How HTTPS Works: Step by Step for Beginners

A step-by-step explanation of how HTTPS works, from the TLS handshake to encrypted data transfer. Written for beginners with no cryptography background.

When you visit a website over HTTPS, your browser and the web server perform an elaborate sequence of steps to establish a secure connection before any page content is transferred. This process happens in milliseconds and is completely invisible to you, but it involves cryptographic key exchanges, certificate verification, and the negotiation of encryption algorithms.

This guide walks through every step of the HTTPS process, from the moment you type a URL to the point where encrypted data flows between your browser and the server. No cryptography background is needed. For the protocol details and version history, see SSL vs TLS.

The Big Picture

HTTPS is just HTTP (the standard web protocol) wrapped in TLS (Transport Layer Security) encryption. Every HTTP request and response is encrypted before it leaves your device and decrypted when it arrives at the other end. The encryption happens at a layer below HTTP, so HTTP itself does not need to change.

The process has three phases:

  1. TCP connection: Your browser establishes a basic network connection to the server.

Task description: Reproduce the HTTPS guide word for word, starting with the words "This guide walks" and ending after "to the server.".

Dataset extract:

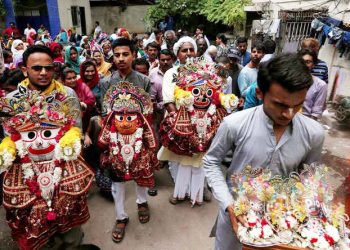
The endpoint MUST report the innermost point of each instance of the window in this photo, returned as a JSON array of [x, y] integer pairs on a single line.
[[75, 15]]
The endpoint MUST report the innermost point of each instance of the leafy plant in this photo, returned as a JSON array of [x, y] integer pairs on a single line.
[[184, 9], [228, 12], [2, 8]]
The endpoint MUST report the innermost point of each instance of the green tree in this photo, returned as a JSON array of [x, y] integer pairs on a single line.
[[228, 12], [2, 8], [185, 9]]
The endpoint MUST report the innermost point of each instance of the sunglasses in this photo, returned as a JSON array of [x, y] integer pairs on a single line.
[[39, 68]]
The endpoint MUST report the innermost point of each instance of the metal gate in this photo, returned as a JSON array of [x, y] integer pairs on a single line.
[[295, 27]]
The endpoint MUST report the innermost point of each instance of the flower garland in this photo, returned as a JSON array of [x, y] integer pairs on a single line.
[[294, 211], [43, 184], [126, 152], [7, 154]]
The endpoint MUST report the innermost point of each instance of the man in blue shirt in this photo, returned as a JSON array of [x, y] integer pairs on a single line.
[[320, 68], [273, 135], [242, 44]]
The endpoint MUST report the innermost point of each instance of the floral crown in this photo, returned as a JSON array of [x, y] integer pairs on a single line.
[[196, 71], [124, 97], [298, 210], [29, 110]]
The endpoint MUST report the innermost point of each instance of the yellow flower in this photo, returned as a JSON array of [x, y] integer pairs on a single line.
[[228, 101], [183, 97], [300, 187], [265, 194], [241, 206], [8, 145], [70, 137], [338, 212]]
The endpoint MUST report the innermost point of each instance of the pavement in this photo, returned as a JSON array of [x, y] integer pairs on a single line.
[[182, 227]]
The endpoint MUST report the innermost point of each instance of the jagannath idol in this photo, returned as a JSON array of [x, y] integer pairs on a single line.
[[46, 180], [129, 144], [186, 134]]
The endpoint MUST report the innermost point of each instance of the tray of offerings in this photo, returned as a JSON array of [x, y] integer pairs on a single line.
[[294, 213]]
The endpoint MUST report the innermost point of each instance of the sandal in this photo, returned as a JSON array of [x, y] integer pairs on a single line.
[[174, 200], [119, 232], [143, 212], [152, 192]]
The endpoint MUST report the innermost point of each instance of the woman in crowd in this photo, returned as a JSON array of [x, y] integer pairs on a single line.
[[107, 51], [56, 49], [102, 66], [89, 76], [73, 59], [221, 42], [17, 48]]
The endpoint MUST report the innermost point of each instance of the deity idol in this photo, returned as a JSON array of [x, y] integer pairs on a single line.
[[128, 135], [46, 180], [201, 106]]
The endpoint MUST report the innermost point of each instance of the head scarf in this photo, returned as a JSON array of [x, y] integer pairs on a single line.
[[31, 37], [82, 78], [15, 43], [82, 40], [122, 32], [75, 65], [39, 43], [63, 36], [182, 40], [152, 38], [103, 69], [59, 58]]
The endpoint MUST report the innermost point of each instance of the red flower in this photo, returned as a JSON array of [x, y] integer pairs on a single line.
[[51, 216], [33, 187], [15, 136], [59, 135], [216, 98], [25, 159], [251, 224], [263, 222], [329, 239], [262, 234], [313, 240]]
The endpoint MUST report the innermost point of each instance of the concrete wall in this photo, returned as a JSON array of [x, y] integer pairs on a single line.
[[327, 53], [64, 7], [112, 16]]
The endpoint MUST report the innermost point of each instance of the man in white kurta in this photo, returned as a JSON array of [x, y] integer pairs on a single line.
[[187, 171]]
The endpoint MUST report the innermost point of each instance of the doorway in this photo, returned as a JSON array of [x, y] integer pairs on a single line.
[[82, 20]]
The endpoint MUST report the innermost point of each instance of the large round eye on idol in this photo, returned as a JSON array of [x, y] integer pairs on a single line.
[[119, 118], [196, 91], [29, 135], [131, 118], [49, 133], [209, 92]]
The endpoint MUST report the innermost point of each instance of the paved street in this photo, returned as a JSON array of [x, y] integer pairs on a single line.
[[176, 227]]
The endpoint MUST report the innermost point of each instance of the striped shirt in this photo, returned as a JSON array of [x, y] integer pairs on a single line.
[[250, 135], [320, 70]]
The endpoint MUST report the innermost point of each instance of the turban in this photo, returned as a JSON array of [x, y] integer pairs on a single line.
[[182, 40]]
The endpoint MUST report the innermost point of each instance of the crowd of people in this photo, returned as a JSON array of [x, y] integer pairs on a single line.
[[273, 90]]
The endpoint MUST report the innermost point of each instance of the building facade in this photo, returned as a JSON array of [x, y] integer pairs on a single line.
[[295, 19], [53, 14]]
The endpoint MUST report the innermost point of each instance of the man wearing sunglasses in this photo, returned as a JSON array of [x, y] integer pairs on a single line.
[[39, 70]]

Reply to the task:
This guide walks through every step of the HTTPS process, from the moment you type a URL to the point where encrypted data flows between your browser and the server. No cryptography background is needed. For the protocol details and version history, see SSL vs TLS.

The Big Picture

HTTPS is just HTTP (the standard web protocol) wrapped in TLS (Transport Layer Security) encryption. Every HTTP request and response is encrypted before it leaves your device and decrypted when it arrives at the other end. The encryption happens at a layer below HTTP, so HTTP itself does not need to change.

The process has three phases:

  1. TCP connection: Your browser establishes a basic network connection to the server.